> [Goal]:
Update the listing below so that every "calm water surface" reads "still water surface", keeping everything else unchanged. Leave the pictures out of your answer.

> [Rows]:
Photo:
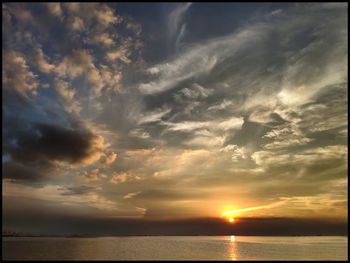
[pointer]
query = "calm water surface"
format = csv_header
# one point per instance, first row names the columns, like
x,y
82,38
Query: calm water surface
x,y
175,247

> [Answer to this exercise]:
Photo:
[pointer]
query = "still water surface"
format = csv_header
# one point per instance, first row names the columns, like
x,y
82,38
Query: still water surface
x,y
175,247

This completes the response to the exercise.